(Point-based annotation data)
* * * * * * * * *
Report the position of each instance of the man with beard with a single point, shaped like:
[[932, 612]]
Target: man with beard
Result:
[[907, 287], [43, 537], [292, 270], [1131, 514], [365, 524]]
* * * * * * * * *
• **WHAT IS BEING ASKED**
Present the lines above as a JSON list of strings with one string per line, omitting any blank lines.

• **RESPONSE BELOW**
[
  "Report the position of each instance of the man with beard with a single point, shaped like:",
  "[[932, 612]]",
  "Target: man with beard",
  "Result:",
  "[[907, 287], [43, 537], [292, 270], [1131, 514], [365, 524]]"
]